What you need to do:
a) Edit the column on finding one's voice by giving the passage again, starting at "The journey to" and ending at "of its own.", with "witness" replaced by "spectator".
b) List every person mentioned by full name in the column on finding one's voice.

____ Text for analysis

Find your own voice

There are periods when we just follow the herd. Step out and enjoy your own journey.

May 17, 2015 04:28 pm | Updated 04:28 pm IST

Illustration: Satwik Gade

Illustration: Satwik Gade

“It starts with a blank sheet of paper” is how best I can respond to readers who have asked how ideas for this biweekly column are conceived. Since “Between us” opened a window to connect with readers, the journey has had its share of memorable moments. To watch a shadow of an idea evolve and weave itself into a piece has been humbling. I have also had to grapple with the underlying anxiety that most writers face. How does one transcend a cliché (a well-worn out truth) and find one’s voice? Will the readers connect with it? Does it offer anything fresh?

Project lessons

A student who had undertaken a summer project was feeling overwhelmed by the pressure to create something “original.” In today’s scenario, where the Internet has opened the portals of the Information Highway, the deluge of facts, opinions and quacks have added to the young student’s anxiety.

“Where is my voice in this?” was her underlying concern. Through a process, we worked out a model which would facilitate her own ideation. While the model itself was context-specific, the underlying principles that were adopted were as follows:

Separate the project into phases, each with a clear intention,

To research facts and information directly related to the topic.

To read secondary sources — articles by subject experts.

To recollect and record personal experiences in connection with the topic.

To bridge and find links among the above steps.

It was a learning experience for all of us, and her final presentation was “authentic” as one could see the thread of thought that linked information and experience. It is often misconstrued that being original is as natural as sitting under an apple tree! One needs to prepare for it by creating a platform from which creativity and originality can originate. Isaac Newton spent hours thinking and questioning before the apple from the tree lent him scientific insights.

Original outcomes

In life situations, many of us express the desire to break free and find our own paths. However, this “obsession” to be original can often have unexpected results. Many years ago, we had a student who was brilliant in biology. Hailing from a family of doctors, the conventional choice for him would have been to follow medicine. However, his parents were keen that he move away from this generational pattern and wanted him to explore other options. It was an amusing scenario where our notions of conventional battles were turned upside-down. This student is now getting ready to work in a hospital and feels strongly that he would eventually add his own original contribution to the field of medicine.

In our own journeys, almost all of us will experience periods when we follow the herd and live through the dreams and expectations of others. It takes great courage to step back and listen to the voice in one’s heart. How that voice manifests in action may be completely different from what one expected. A colleague, who had many years of experience as a teacher, encountered a life situation which led to an early retirement.

Having been conditioned into accepting her identity as a teacher, she could not think of herself beyond the paradigm. However, the forced hibernation led her to rediscover her joy of baking, and, today, she runs a modest baking unit from home. “At 54, I finally found my own voice. It was not teaching, as I and others had thought…who knew batter could make me so happy,” she added.

Many of us, teachers and students alike, are caught in the labels of “success” and “failure.” The images are ingrained deeply into our thought patterns and those notions add to the cycle of anxiety we find ourselves trapped in. Literature offers a rich reservoir of experiences, and Rudyard Kipling’s poem “If” is a wonderful read.

A line that has surfaced many times in my own life is “If you can meet with Triumph and Disaster And treat those two impostors just the same…” The poem beautifully explores how we can be authentic in the form of a father advising his son.

Final step

The journey to find one’s voice is a continual process and constantly evolving. Ironically, the final step is to let go of the need to be even original. Roland Barthes, the famous literature critic, once declared, “The author is dead,” meaning that once something leaves your hands, you remain invisible and just remain a witness, watching it take a life of its own.

Do the required work, let it be soaked with your insight and then leave it to what it is meant to do. Enjoy your own original journey!

________
____ Material supplied

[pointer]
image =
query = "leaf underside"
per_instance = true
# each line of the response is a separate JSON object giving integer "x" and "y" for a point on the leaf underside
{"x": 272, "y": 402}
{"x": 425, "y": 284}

________

Solutions below:
a)
The journey to find one’s voice is a continual process and constantly evolving. Ironically, the final step is to let go of the need to be even original. Roland Barthes, the famous literature critic, once declared, “The author is dead,” meaning that once something leaves your hands, you remain invisible and just remain a spectator, watching it take a life of its own.

b)
Satwik Gade
Isaac Newton
Rudyard Kipling
Roland Barthes